Output each entry verbatim.

- _Given data_:
▼

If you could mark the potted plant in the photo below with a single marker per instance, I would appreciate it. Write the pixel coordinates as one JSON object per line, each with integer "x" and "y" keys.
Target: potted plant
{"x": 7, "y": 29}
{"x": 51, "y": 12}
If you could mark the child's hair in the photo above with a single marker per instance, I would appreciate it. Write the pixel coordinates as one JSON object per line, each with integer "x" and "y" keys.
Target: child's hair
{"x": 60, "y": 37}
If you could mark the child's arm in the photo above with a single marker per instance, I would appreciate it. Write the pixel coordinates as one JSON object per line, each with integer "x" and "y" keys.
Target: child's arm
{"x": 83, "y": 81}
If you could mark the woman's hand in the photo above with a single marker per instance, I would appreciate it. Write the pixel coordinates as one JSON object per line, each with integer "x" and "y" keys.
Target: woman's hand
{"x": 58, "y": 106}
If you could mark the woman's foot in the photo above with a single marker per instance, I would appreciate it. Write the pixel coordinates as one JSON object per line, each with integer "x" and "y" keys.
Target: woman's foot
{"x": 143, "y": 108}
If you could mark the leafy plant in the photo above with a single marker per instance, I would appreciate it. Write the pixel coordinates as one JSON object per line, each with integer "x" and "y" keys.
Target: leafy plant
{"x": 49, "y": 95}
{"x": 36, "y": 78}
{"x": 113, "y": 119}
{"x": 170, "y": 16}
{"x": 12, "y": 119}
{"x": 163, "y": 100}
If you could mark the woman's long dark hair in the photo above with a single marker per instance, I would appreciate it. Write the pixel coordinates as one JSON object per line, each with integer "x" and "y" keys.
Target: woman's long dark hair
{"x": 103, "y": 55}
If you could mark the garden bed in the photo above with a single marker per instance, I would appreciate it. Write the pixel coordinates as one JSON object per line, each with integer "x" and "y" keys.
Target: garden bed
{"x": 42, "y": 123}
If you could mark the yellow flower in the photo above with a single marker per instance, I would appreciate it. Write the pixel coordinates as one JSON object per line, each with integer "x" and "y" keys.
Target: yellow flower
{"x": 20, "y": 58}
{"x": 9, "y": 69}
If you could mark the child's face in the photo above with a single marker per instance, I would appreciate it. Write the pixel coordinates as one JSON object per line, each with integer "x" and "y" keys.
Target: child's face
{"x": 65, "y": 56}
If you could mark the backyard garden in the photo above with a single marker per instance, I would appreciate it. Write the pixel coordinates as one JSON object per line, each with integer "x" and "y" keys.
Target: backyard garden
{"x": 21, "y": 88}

▲

- _Answer area_:
If you could mark the potted plant in the photo below with a single marker per instance, I would appreciate it. Write the pixel coordinates as one JSON object per line, each with integer "x" and "y" keys.
Target: potted plant
{"x": 7, "y": 29}
{"x": 51, "y": 12}
If you could mark the child's hair in the photo above with a single marker per instance, I would appreciate it. Write the pixel coordinates as one JSON object per line, each with integer "x" and "y" keys.
Target: child's hair
{"x": 60, "y": 37}
If you could mark the child's arm in the photo above with a single marker per instance, I would appreciate it. Write the pixel coordinates as one JSON object per line, each with integer "x" and "y" keys.
Target: child's arm
{"x": 83, "y": 81}
If you could mark the woman's hand in the photo above with a single marker per instance, I would appreciate it. Write the pixel coordinates as one JSON object per line, each with integer "x" and "y" keys.
Target: woman's hand
{"x": 58, "y": 106}
If you could mark the woman's foot in the photo above with a single marker per instance, I would appreciate it. Write the pixel coordinates as one JSON object per line, each with integer "x" and "y" keys.
Target: woman's foot
{"x": 143, "y": 108}
If you could mark the leafy plant in the photo above with a single marker per instance, I would appreciate it. Write the pixel coordinates as one JSON object per line, each with integer "x" and "y" keys.
Target: leafy plant
{"x": 49, "y": 95}
{"x": 36, "y": 78}
{"x": 113, "y": 119}
{"x": 170, "y": 16}
{"x": 12, "y": 119}
{"x": 163, "y": 100}
If you could mark the woman's long dark hair in the photo above with a single marker per instance, I would appreciate it. Write the pixel coordinates as one JSON object per line, each with integer "x" and "y" keys.
Target: woman's long dark hair
{"x": 103, "y": 55}
If you could mark the garden bed in the photo above with a single marker per instance, I would appreciate it. Write the pixel coordinates as one JSON object per line, each with integer "x" and "y" keys.
Target: garden bed
{"x": 42, "y": 123}
If you could mark the yellow flower in the photo above with a single marker per instance, I would appreciate it. Write the pixel coordinates as one JSON object per line, each with integer "x" and "y" keys.
Target: yellow flower
{"x": 20, "y": 58}
{"x": 9, "y": 69}
If you could mark the child's face in the photo above with a single marker per instance, I would appreciate it. Write the pixel coordinates as one JSON object per line, each with integer "x" and "y" keys.
Target: child's face
{"x": 65, "y": 56}
If you could mark the backyard garden in the photo above with a single marker per instance, I would appreciate it. Write the pixel coordinates as one JSON object per line, each with integer "x" and "y" keys.
Target: backyard garden
{"x": 21, "y": 88}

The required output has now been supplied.